### Exercise prompt
Copy nothing but the lines from the line with "surface in this picture." to the end of the records, retyped exactly. Pictures stay out.

### Image-backed grounding data
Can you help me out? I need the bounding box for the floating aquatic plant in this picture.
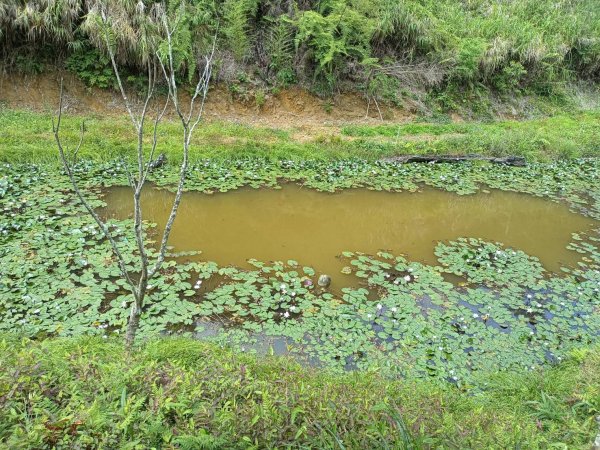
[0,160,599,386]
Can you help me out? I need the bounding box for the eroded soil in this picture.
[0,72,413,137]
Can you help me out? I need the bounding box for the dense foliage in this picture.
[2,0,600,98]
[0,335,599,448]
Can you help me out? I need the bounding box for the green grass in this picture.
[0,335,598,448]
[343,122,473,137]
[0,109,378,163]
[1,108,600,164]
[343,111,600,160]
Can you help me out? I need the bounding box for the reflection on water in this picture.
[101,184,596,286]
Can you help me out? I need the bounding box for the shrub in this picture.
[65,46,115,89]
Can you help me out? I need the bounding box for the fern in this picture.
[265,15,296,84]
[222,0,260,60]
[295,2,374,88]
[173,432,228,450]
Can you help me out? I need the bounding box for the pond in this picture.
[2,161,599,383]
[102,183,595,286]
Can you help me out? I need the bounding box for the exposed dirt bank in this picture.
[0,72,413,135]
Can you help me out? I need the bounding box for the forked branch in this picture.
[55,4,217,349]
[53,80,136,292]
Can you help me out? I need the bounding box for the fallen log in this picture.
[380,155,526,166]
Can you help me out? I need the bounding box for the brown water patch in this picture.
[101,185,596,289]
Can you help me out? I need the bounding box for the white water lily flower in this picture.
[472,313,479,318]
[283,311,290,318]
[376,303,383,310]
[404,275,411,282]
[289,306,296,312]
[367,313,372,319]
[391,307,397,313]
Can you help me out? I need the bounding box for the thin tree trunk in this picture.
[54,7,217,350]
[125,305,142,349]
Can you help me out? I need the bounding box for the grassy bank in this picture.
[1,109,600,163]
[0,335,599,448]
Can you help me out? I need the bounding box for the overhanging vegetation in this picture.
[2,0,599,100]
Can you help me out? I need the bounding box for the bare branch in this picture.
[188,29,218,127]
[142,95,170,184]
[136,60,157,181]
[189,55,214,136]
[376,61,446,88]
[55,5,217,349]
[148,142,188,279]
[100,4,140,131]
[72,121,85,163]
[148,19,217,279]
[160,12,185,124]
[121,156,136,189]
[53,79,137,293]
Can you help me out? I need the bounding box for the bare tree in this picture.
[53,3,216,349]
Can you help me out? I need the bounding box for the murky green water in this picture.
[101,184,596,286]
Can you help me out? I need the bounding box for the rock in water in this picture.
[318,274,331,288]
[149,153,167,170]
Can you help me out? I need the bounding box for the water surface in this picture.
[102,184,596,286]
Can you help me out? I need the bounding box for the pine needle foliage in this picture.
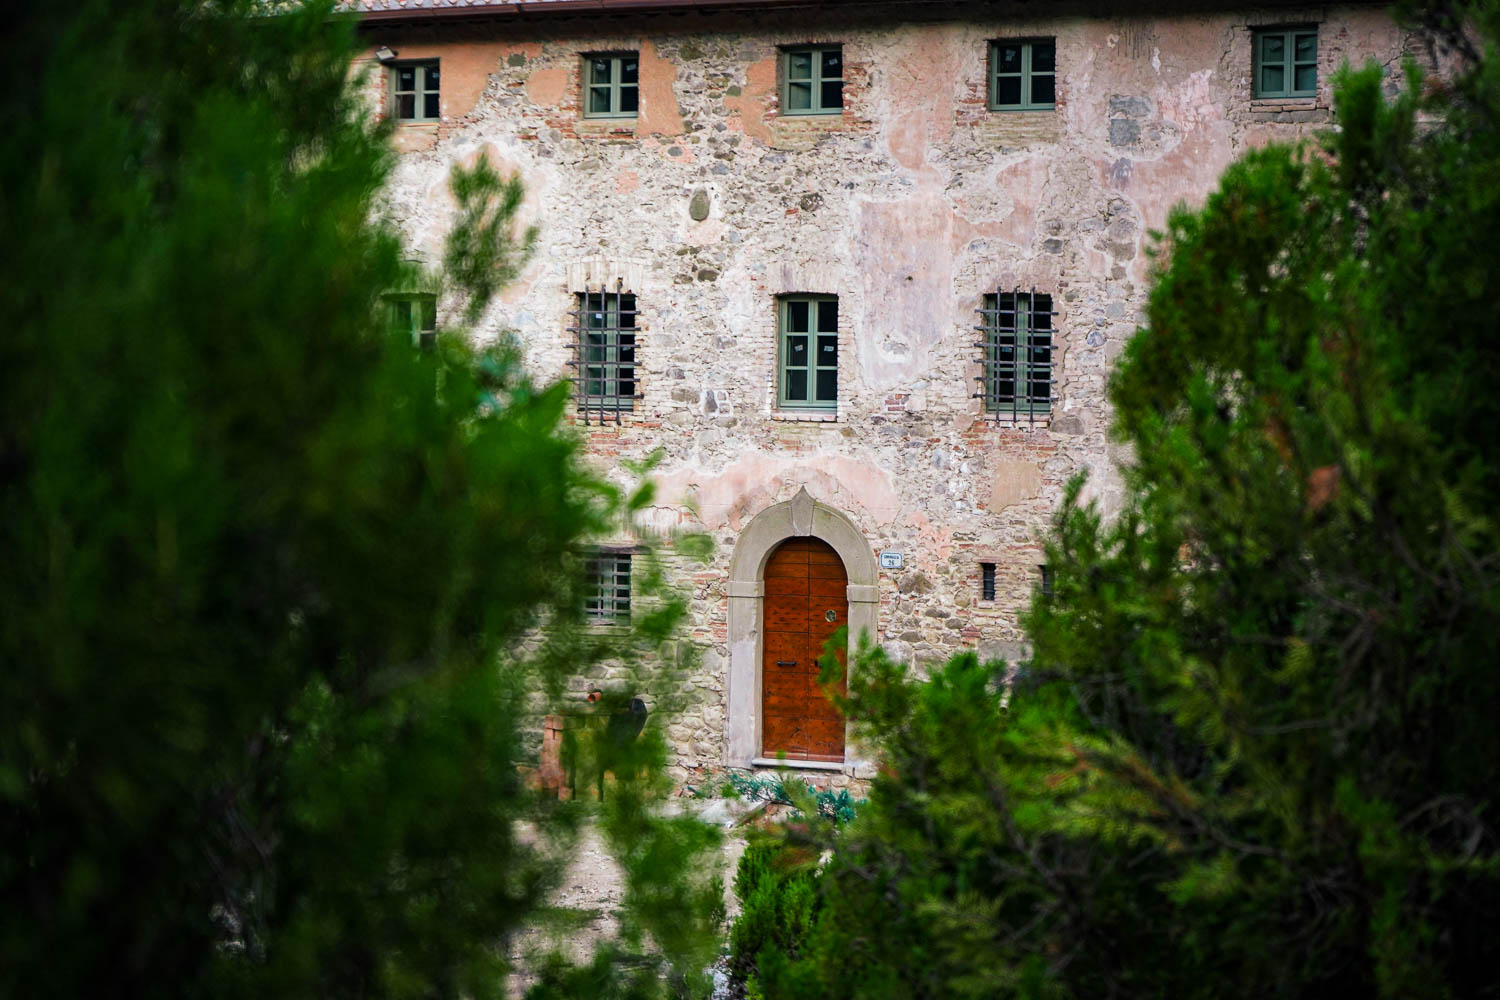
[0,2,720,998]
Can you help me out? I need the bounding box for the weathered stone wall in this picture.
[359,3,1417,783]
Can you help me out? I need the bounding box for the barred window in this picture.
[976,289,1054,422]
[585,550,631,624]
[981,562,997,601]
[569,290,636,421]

### Written response
Can you help me out? I need the bounding box for the water surface in this picture.
[102,184,596,286]
Can you help me out? I need the bounding box for the pine needle foliage in this picture.
[0,2,720,998]
Can you help me out? I need the bounding box for the weathered stone wall in this picture.
[359,3,1417,783]
Can you help me out? I need the bounding box for the barred window in this picture.
[976,289,1054,422]
[585,550,631,624]
[981,562,997,601]
[569,290,636,421]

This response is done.